TESTO ESTRATTO »

Le piantagioni di palma da olio si oso espanse su 50.000 ettari. A cui se ne aggiungono altri 40.000 ettari nelle isole di Mindanao e Palawan, già destinati all'espansione delle piantagioni. Il pretesto è sempre quello: combattere la povertà e, ridurre le importazioni. Ma i risultati sono opposti. I funzionari governativi hanno dichiarato che la terra destinata a piantagioni è "inutilizzata" e "improduttiva", ma hanno omesso di menzionare che invece queste terre appartengono a piccoli agricoltori e a popoli indigeni che coltivano riso e legumi, raccolgo frutta selvatica, piante medicinali e materiale da costruzione.

"L’espansione delle monocolture di palma é una tragedia per la nostra gente. Divora le nostre terre ancestrali e le foreste, ci porta alla miseria", spiega Artiso Mandawa della rete indigena ALDAW dall’isola di Palawan.

Le pratiche tradizionali degli indigeni anno preservato nel tempo una biodiversità unica. Nelle foreste tropicali e tra le mangrovie vivono 49 specie animali e 56 specie vegetali, minacciate di estinzione. Tra queste, il coccodrillo delle Filippine (Crocodylus mindorensis), lo Speroniere di Palawan (Polyplectron napoleonis) e una specie di farfalla della famiglia dei papilionidi autoctona delle Filippine (Graphium megaera). Tanto che nel 1990, l’UNESCO ha dichiarato Palawan riserva della biosfera.

Voci del dataset:

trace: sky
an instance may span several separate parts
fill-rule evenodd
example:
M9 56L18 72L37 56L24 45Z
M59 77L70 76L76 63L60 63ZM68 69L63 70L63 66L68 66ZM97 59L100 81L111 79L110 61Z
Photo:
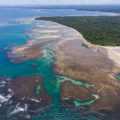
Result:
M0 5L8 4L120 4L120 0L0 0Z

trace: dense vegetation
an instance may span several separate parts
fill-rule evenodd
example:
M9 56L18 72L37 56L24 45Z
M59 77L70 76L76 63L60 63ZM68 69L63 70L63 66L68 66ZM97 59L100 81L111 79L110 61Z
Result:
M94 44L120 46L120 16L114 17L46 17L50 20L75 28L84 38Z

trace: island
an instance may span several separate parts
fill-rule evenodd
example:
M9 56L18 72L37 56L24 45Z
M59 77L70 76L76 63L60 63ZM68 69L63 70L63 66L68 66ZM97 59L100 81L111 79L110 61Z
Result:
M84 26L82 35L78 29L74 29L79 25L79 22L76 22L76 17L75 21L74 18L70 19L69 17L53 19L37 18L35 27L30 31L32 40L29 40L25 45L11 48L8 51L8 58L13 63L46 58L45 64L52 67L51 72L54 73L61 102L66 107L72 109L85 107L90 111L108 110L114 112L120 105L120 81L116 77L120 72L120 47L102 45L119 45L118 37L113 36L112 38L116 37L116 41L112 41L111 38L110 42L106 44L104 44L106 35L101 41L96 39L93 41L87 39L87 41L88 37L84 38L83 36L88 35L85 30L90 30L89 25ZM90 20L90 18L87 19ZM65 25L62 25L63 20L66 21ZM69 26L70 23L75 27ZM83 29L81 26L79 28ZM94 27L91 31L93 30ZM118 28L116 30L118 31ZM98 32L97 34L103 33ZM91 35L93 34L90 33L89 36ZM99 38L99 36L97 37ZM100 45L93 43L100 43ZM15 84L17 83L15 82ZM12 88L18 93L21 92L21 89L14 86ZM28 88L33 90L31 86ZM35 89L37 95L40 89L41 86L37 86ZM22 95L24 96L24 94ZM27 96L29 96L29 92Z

AZIONE RICHIESTA » Ricopia senza modifiche la parte del testo sulle piantagioni di palma da olio compresa tra "Le pratiche tradizionali" e "riserva della biosfera.", estremi inclusi.

RISPOSTA ESERCIZIO »
Le pratiche tradizionali degli indigeni anno preservato nel tempo una biodiversità unica. Nelle foreste tropicali e tra le mangrovie vivono 49 specie animali e 56 specie vegetali, minacciate di estinzione. Tra queste, il coccodrillo delle Filippine (Crocodylus mindorensis), lo Speroniere di Palawan (Polyplectron napoleonis) e una specie di farfalla della famiglia dei papilionidi autoctona delle Filippine (Graphium megaera). Tanto che nel 1990, l’UNESCO ha dichiarato Palawan riserva della biosfera.